= WHAT TO WORK ON =
Render the records below as a Markdown table with the columns n and Line, putting each nonblank line in its own row with its row number. Leave the pictures out of your answer.

[Point placement records]
==*==

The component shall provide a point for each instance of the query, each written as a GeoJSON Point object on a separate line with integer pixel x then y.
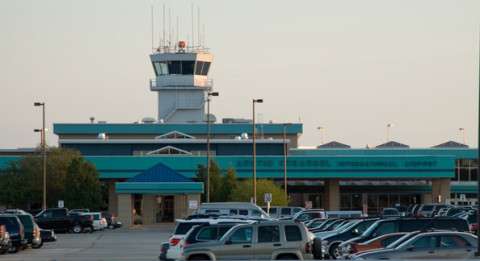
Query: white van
{"type": "Point", "coordinates": [282, 212]}
{"type": "Point", "coordinates": [344, 214]}
{"type": "Point", "coordinates": [232, 208]}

==*==

= WRITTEN SOLUTION =
| n | Line |
|---|---|
| 1 | The component shall provide a point for each instance of the query, each written as a GeoJSON Point object on a separate line with integer pixel x then y. |
| 2 | Query: white van |
| 3 | {"type": "Point", "coordinates": [282, 212]} |
| 4 | {"type": "Point", "coordinates": [344, 214]} |
| 5 | {"type": "Point", "coordinates": [232, 208]} |